You cannot expect TBB to do its thing if you don't let it.

>>There are three filters per pipeline. Input, Process and Output.

Are Input and Output performing I/O?

If so, the fread and fwrite (or other R/W API) will introduce a thread delay in which you would like to recover for productive use.

Each pipeline's tokens are seperate from the other pipelines tokens. Use at least 3 tokens per pipeline (5 would be better, any more may exhibit diminishing returns). Three provides for each pipeline to havea working thread working in the Process pipe, while the input and output threads are blocked waiting for I/O completion.

Oversubscribe the thread pool in the init(..). The amount of oversubscription would depend upon the number of Reads and Writesconcurrently blocked waiting for I/O completion. This is more of a tuning process rather than a fixed formula.

BTW, in QuickThread the Input and Output pipes would be scheduled on I/O class threads thus avoiding oversubscription of the compute class threads. Also, the QuickThread parallel_pipeline can be setup to be NUMA as well as CPU Affinity sensitive (see www.quickthreadprogramming.com).

Jim Dempsey

www.quickthreadprogramming.com

Yes, the input and output are performing I/O.

Provided data —
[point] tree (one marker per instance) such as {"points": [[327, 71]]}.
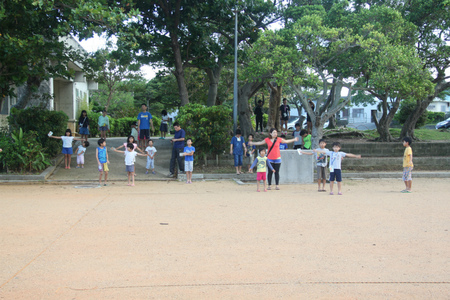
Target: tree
{"points": [[110, 68], [30, 33]]}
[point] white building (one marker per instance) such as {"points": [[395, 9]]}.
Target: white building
{"points": [[67, 95]]}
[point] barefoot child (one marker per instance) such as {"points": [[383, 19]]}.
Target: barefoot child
{"points": [[336, 157], [80, 153], [151, 151], [67, 145], [407, 164], [261, 162], [250, 155], [101, 153], [130, 157], [189, 160]]}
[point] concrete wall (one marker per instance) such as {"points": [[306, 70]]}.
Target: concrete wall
{"points": [[296, 168]]}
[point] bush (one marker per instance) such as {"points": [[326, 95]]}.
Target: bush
{"points": [[406, 108], [22, 152], [209, 127], [41, 121]]}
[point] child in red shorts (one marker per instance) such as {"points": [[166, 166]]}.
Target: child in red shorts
{"points": [[261, 164]]}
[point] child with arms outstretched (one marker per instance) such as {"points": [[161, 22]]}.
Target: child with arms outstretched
{"points": [[67, 145]]}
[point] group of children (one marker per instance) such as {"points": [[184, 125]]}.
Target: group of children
{"points": [[336, 156], [130, 153]]}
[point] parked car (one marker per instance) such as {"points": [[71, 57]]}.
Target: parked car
{"points": [[443, 124]]}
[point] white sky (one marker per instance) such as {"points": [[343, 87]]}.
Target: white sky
{"points": [[98, 42]]}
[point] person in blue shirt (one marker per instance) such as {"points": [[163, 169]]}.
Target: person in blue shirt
{"points": [[238, 148], [177, 148], [189, 160], [144, 121]]}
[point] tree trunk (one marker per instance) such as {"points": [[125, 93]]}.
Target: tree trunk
{"points": [[274, 106], [422, 105], [179, 70], [213, 76], [245, 92], [388, 115]]}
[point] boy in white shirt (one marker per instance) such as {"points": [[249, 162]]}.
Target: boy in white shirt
{"points": [[151, 151], [130, 157], [336, 157]]}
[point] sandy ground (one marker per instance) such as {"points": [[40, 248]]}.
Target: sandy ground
{"points": [[221, 240]]}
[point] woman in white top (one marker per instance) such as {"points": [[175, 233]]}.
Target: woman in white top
{"points": [[67, 145]]}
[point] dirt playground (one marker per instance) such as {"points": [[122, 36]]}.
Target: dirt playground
{"points": [[221, 240]]}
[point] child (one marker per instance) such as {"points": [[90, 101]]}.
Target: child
{"points": [[80, 154], [103, 125], [238, 148], [296, 134], [250, 152], [189, 160], [134, 132], [101, 153], [130, 157], [84, 125], [164, 127], [306, 137], [407, 164], [261, 169], [283, 146], [335, 164], [321, 159], [150, 157], [67, 146]]}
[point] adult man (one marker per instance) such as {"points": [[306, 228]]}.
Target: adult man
{"points": [[177, 148], [259, 114], [144, 121], [285, 115]]}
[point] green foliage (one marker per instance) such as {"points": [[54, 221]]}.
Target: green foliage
{"points": [[209, 127], [406, 108], [435, 117], [22, 152], [119, 126], [41, 121]]}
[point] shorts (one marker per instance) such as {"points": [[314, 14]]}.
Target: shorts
{"points": [[407, 173], [261, 176], [144, 134], [84, 131], [336, 174], [150, 163], [163, 128], [67, 150], [237, 160], [188, 166], [250, 159], [321, 172], [103, 167]]}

What to work on —
[a] Swap "marker" for "dot" in the entries from the line that contains "[point] parked car" through the last entry, and reproduce those lines with nothing else changed.
[b] Carry on the forum thread about TBB pipeline tuning from the point where it stops.

Answers given —
[a]
[point] parked car (one dot per instance) such as {"points": [[71, 57]]}.
Target: parked car
{"points": [[443, 124]]}
[point] white sky (one dot per instance) such as {"points": [[343, 87]]}.
Target: white sky
{"points": [[98, 42]]}
[point] person in blue shirt (one dot per instance) such as {"points": [[163, 169]]}.
Target: person in blue shirt
{"points": [[238, 148], [177, 148], [189, 160], [144, 121]]}
[point] tree trunk (one dot per instance) such as {"points": [[125, 93]]}.
Target: tree trunk
{"points": [[274, 106], [422, 105], [179, 70], [213, 76], [245, 92], [388, 115]]}
[point] boy in white shirt (one dot per instance) such as {"points": [[249, 162]]}.
Target: boy in white shirt
{"points": [[151, 151], [130, 157], [336, 157]]}
[point] sandy ground (one dot per instance) such as {"points": [[40, 248]]}.
Target: sandy ground
{"points": [[221, 240]]}
[point] woman in white top (one dot per instance) such as {"points": [[175, 233]]}.
Target: woman in white top
{"points": [[67, 145]]}
[point] dirt playground (one dot per instance) such as {"points": [[122, 36]]}.
Target: dirt playground
{"points": [[221, 240]]}
[point] child (one dot per instance) such as {"points": [[90, 101]]}.
Target: child
{"points": [[80, 154], [103, 125], [238, 148], [296, 134], [250, 152], [189, 160], [134, 132], [101, 153], [130, 157], [84, 125], [164, 127], [306, 137], [407, 164], [261, 169], [283, 146], [335, 164], [321, 159], [150, 157], [67, 146]]}
[point] adult man (one dot per instance) such as {"points": [[306, 228]]}.
Target: adult man
{"points": [[177, 148], [259, 114], [144, 121], [285, 115]]}
[point] green foliage (one dot per instance) such as {"points": [[54, 221]]}.
Target: green foliage
{"points": [[209, 127], [406, 108], [435, 117], [22, 152], [119, 126], [41, 121]]}
[point] shorts (one dot per instance) such as {"points": [[314, 14]]}.
Target: shorts
{"points": [[407, 173], [261, 176], [144, 134], [84, 131], [336, 174], [150, 163], [163, 128], [67, 150], [237, 160], [188, 166], [250, 159], [321, 172], [103, 167]]}

[b]
Increasing the tokens per pipeline to 3 seems like a good experiment. Though I have questions about that.1. If I increase the tokens to 3 then effectively I am increasing the thread count to 3*8=24. And If I have only 8 logical core won't this cause cache thrashing and degrade the performance?2. The input has to be processed in the order it is received. Having 3 tokens potentially means that there could be two tokens processing their own inputs at the same time. (Processing time and sequence of steps to process each input depends on the kind of input.) Will the order for processing be maintained? I am new to this concept and I do not understand it well enough.In the meantime, I will start experimenting by increasing the tokens. I will also look into the Quick Threads.Thank you,Vishal Sharma.

>>increasing the thread count to 3 then effectively I am increasing the thread count to 3*8=24

No, potentially you are increasing the task count to 3*8=24 (to be performed by the available threads)

Note, IIF (if and only if) tasks (such as your input pipe, and output pipe) experience thread stalls due to I/O (as they will with Read and Write), then (then and only then) consider oversubscribing the thread count bythe number of threads that could (typically are) stalled at any point in time. You may have to experiment with the over-subscription count to find the sweet spot.

>>2. The input has to be processed in the order it is received.

Filters have three modes:

a) parallel (any order)
b) serial_out_of_order (one at a time, no particular order)
c) serial_in_order (one at a time, in sequence)

Make each of your pipe (filter stages) serial_in_order

This way, each stage can run concurrently in different threads, with the restriction of processing tokens in order received.

Tn = Thread n
Pn = Pipeline n

P0: T0 (Input, stalled at Read file R0), T1 (processing), T2 (output, stalled at Write file W0)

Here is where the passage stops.